BRIEF 1
In the column about MS-13 and the book "Dream Land," how many individuals did the new indictments charge?
BRIEF 2
What, according to the column about MS-13 and "Dream Land," gave the writer the feeling that another column was about to begin? Explain in one to three sentences.
BRIEF 3
Go on with the column about MS-13 and the book "Dream Land" from the point where it stops.

EXTRACT
[Start of Attachment]

After reading last week’s news from the U.S. Department of Justice on the Mexican drug ring known as MS-13, it just felt like another column was about to begin.

As we reported, new indictments returned charges against 23 individuals alleged to be members and associates of the Ohio clique of MS-13 in a racketeering conspiracy, which includes five murders as well as attempted murder, extortion, money laundering, drug trafficking, assault, obstruction of justice, witness intimidation, weapons offenses and immigration-related violations.

Some have suggested that MS-13 has had ties in Pike County. Perhaps. Some also have suggested that an election year would be an opportune time to solve the Pike County massacre. Perhaps.

This brings us to Sam Quinones’ 2015 nonfiction book “Dream Land” – courtesy of my friend and HCP columnist Jim Thompson.

“Dream Land” begins in southern Ohio. To be more precise, it begins in Portsmouth with a Page 1 preface: “In 1929, three decades into what were the great years for the blue-collar town of Portsmouth, on the Ohio River, a private swimming pool opened, and they called it Dreamland.”

[End of Attachment]

DATA
[Start of Attachment]

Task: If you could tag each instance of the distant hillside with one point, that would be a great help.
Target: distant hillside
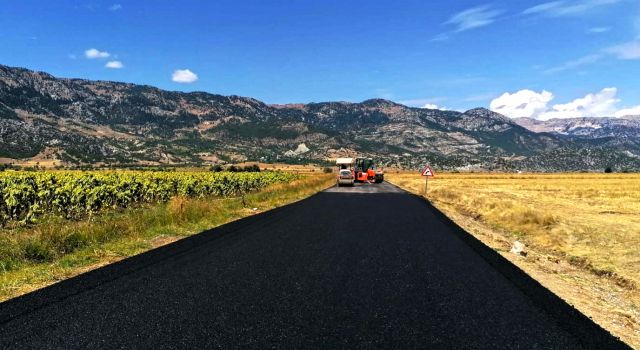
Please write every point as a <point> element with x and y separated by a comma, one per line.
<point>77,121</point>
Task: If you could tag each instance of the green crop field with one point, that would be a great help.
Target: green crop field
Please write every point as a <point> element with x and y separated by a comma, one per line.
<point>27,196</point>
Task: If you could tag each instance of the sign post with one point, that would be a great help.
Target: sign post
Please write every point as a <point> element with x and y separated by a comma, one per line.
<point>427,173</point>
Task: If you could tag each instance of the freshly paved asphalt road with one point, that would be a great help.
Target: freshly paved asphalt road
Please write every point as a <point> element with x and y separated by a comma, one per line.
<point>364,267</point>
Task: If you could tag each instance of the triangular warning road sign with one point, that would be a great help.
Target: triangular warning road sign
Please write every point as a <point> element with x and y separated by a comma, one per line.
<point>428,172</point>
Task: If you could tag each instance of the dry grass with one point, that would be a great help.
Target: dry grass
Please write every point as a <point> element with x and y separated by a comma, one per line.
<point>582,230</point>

[End of Attachment]
[Start of Attachment]

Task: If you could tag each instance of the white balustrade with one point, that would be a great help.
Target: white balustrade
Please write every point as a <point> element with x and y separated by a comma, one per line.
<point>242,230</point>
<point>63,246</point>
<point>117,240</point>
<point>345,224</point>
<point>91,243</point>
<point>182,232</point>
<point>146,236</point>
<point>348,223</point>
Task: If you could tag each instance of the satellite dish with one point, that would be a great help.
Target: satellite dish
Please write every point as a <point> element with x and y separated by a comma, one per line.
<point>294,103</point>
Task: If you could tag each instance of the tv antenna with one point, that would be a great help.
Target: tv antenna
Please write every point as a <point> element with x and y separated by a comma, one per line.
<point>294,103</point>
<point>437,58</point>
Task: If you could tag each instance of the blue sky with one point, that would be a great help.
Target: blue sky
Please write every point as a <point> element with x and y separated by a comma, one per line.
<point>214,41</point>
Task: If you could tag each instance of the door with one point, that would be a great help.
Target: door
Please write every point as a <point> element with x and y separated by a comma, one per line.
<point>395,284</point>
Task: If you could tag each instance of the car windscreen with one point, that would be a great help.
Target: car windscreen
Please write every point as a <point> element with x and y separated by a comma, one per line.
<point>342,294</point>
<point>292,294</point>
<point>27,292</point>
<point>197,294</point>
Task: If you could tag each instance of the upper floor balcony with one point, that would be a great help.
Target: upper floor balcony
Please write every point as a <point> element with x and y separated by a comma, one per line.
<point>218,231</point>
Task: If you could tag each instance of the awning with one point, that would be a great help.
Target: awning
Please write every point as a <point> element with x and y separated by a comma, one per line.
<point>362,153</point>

[End of Attachment]
[Start of Attachment]

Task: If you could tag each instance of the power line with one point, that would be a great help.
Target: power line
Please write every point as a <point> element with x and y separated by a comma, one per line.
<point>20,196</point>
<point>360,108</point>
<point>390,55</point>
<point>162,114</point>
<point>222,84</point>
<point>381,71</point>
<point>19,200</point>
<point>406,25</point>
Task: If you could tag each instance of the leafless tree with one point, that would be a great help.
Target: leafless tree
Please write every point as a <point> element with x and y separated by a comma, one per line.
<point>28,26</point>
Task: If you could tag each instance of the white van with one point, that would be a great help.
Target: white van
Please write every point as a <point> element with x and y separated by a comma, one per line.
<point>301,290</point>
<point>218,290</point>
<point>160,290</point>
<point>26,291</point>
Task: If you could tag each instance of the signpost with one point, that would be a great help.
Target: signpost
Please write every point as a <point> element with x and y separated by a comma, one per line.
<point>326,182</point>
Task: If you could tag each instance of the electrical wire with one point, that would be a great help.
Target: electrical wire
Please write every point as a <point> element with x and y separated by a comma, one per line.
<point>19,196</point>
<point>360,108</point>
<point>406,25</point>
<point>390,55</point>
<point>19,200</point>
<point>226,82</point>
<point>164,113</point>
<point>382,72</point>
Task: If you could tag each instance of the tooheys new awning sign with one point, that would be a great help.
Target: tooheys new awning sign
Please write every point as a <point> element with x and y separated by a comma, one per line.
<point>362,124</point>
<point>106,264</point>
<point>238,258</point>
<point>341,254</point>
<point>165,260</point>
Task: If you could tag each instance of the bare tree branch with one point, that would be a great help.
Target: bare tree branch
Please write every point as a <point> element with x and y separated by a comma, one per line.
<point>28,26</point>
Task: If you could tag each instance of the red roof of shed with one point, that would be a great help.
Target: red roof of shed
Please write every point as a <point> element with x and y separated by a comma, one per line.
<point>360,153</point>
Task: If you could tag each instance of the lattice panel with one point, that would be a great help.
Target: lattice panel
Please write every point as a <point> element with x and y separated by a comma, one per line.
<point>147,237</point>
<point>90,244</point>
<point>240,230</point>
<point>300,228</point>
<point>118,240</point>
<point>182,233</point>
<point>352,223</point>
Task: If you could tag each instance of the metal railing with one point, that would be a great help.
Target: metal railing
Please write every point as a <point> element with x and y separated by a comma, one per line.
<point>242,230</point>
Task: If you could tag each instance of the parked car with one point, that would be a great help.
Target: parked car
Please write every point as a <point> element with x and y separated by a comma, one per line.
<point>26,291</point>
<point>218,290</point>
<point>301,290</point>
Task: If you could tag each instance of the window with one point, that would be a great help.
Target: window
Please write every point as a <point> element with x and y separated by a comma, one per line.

[End of Attachment]

YOUR RESPONSE 1
Twenty-three individuals alleged to be members and associates of the Ohio clique of MS-13.

YOUR RESPONSE 2
The feeling came after the writer read last week's news from the U.S. Department of Justice on MS-13. That news reported new indictments charging 23 alleged members and associates of the group's Ohio clique in a racketeering conspiracy, including five murders.

YOUR RESPONSE 3
As Portsmouth and other Ohio River communities were being flooded by high waters this past week, Quinones’ book deals with another kind of flooding: Flooding the drug markets with a deadly combination of legally prescribed drugs like OxyContin and cheap black-tar heroin from Mexico.

“Dream Land” opens with a reference to happy summer days spent at the Dreamland pool – which was described as the size of a football field – and at the A&W Root Beer stand across the street.

From its opening in 1929 until 1961, the pool was segregated. But in 1961, a young black named Eugene McKinley drowned while swimming in the Scioto River. As Quinones wrote: “The Portsmouth NAACP pushed back, held a wade-in, and quietly, they integrated the pool.”

The author’s reporting on Portsmouth, with references to Marting’s Department Store downtown to Morgan Brothers Jewelry to Smith’s Drugstore, brought back memories of traveling to Portsmouth for back-to-school shopping in the 1970s to working there for two years in the 1990s. With a population of roughly 42,000 in 1980, Portsmouth was named an All-American City.

Many things changed, of course.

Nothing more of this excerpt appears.